Find the line containing "positive clicks: (156, 75)" in the entries below. Restate it and each line after it, word for word, up to and including the line containing "box: [80, 53, 82, 97]".
─── Raw data
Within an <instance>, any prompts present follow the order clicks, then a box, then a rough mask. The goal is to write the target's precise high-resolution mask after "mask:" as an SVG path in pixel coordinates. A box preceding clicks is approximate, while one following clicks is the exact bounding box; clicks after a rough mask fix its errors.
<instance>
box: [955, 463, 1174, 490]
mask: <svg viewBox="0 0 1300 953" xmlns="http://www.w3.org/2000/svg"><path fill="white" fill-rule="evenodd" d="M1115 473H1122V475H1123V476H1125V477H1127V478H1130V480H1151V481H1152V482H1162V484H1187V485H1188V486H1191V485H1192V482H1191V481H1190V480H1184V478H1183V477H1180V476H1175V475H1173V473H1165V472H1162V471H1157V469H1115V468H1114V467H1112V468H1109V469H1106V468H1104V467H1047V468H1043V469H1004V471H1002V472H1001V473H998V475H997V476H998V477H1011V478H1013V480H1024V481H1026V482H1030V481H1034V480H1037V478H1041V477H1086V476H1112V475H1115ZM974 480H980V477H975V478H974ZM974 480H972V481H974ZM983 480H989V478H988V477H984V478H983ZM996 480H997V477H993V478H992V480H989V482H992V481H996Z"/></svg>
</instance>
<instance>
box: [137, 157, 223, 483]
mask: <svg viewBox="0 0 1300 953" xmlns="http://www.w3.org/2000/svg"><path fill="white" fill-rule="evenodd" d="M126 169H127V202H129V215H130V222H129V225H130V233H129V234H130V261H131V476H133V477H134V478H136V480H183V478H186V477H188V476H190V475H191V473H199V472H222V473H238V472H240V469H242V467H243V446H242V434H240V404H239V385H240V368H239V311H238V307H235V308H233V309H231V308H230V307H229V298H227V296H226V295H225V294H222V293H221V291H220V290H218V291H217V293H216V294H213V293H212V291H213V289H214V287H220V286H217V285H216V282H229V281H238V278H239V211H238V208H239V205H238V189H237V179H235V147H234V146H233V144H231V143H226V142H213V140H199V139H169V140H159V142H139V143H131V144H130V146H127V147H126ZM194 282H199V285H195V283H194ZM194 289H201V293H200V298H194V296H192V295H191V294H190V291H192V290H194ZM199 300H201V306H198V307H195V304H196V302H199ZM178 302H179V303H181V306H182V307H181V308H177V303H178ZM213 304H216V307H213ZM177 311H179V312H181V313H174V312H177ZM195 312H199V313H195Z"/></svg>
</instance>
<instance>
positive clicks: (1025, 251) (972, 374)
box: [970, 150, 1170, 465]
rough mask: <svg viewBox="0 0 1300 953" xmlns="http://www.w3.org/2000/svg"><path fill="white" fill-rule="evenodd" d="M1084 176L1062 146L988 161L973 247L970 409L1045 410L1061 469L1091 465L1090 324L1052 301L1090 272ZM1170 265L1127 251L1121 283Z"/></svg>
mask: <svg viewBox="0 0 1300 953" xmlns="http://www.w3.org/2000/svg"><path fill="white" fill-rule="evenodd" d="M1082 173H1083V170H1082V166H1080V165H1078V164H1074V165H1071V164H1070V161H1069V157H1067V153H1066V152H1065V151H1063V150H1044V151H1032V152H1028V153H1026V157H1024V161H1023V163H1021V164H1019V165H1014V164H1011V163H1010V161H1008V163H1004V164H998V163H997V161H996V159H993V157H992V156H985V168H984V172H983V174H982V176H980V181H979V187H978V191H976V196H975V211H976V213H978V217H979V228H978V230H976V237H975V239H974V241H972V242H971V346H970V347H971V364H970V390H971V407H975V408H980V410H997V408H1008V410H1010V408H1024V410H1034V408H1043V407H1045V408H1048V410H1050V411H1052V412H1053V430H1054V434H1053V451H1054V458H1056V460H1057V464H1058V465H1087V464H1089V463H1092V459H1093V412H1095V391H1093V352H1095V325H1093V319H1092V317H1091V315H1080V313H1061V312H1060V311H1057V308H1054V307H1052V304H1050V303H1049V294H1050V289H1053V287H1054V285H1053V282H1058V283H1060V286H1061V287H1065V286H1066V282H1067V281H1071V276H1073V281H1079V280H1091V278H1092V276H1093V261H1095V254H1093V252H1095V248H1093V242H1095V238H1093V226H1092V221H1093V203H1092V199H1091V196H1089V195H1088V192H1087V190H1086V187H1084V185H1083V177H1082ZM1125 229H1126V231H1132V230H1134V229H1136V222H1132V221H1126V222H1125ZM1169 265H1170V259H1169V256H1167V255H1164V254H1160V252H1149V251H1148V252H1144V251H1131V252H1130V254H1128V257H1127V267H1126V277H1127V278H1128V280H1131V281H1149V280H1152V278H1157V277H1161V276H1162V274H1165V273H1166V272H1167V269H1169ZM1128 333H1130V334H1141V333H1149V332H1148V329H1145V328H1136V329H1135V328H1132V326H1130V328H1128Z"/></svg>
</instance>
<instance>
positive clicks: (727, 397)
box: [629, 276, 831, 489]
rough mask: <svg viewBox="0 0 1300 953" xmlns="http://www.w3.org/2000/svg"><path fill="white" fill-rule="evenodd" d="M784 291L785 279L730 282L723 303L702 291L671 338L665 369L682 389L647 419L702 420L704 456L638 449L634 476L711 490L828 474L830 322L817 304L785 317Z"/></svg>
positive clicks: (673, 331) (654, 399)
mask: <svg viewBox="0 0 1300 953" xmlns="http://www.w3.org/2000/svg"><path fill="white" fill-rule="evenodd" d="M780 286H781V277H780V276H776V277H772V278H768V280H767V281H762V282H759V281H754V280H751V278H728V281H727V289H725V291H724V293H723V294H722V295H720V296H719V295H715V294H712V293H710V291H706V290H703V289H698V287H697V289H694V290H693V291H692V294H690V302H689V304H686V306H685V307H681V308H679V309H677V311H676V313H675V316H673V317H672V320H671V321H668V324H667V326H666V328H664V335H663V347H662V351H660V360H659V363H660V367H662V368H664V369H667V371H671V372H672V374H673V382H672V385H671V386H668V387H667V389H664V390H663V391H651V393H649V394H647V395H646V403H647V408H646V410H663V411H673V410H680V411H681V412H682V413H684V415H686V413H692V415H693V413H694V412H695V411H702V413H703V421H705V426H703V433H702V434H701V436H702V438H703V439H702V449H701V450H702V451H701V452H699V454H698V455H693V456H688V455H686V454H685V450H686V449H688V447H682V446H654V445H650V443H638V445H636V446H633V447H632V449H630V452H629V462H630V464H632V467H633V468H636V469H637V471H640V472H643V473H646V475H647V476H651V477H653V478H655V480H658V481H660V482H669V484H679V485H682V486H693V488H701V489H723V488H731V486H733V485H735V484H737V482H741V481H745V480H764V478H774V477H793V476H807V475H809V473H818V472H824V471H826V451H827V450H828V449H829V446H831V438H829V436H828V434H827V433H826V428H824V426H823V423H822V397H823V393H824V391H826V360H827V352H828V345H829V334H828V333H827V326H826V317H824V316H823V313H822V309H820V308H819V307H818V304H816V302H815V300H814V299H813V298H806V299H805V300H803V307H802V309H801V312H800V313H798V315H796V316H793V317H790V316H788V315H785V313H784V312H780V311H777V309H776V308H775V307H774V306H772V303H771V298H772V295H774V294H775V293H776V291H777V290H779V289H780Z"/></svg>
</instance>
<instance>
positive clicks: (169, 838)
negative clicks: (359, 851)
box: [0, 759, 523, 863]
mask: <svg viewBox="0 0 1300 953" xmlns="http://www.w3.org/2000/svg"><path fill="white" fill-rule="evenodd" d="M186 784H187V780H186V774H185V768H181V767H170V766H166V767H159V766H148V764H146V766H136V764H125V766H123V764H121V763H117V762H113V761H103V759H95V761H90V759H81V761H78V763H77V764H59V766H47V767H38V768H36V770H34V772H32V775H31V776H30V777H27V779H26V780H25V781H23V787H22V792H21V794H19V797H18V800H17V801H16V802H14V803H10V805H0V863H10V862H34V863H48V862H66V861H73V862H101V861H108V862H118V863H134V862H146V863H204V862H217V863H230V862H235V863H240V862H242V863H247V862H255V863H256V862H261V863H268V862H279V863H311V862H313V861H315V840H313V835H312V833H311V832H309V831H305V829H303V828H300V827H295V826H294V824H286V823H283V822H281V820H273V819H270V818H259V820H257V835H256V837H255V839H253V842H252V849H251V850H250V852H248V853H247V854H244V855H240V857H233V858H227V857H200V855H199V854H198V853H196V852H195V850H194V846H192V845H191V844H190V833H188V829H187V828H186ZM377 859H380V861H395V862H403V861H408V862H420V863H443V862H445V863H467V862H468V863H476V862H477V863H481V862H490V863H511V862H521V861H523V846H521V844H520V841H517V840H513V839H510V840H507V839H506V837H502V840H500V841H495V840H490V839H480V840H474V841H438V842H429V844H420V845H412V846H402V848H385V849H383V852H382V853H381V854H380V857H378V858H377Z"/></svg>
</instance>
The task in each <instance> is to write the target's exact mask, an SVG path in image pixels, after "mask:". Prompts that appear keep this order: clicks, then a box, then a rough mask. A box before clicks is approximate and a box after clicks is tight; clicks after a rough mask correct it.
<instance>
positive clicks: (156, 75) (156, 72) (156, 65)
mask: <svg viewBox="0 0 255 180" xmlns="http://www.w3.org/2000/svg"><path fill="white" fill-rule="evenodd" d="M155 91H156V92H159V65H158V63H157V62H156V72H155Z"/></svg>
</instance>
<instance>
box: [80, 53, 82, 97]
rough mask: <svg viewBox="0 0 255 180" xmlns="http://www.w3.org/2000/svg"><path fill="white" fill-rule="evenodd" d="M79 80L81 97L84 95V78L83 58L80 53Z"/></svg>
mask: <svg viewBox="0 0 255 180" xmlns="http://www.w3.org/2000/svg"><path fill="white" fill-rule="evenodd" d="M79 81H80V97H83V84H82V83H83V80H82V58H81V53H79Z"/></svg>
──────
Output of the task:
positive clicks: (156, 75) (156, 72) (156, 65)
mask: <svg viewBox="0 0 255 180" xmlns="http://www.w3.org/2000/svg"><path fill="white" fill-rule="evenodd" d="M155 91H156V92H159V65H158V63H157V62H156V72H155Z"/></svg>
</instance>
<instance>
box: [80, 53, 82, 97]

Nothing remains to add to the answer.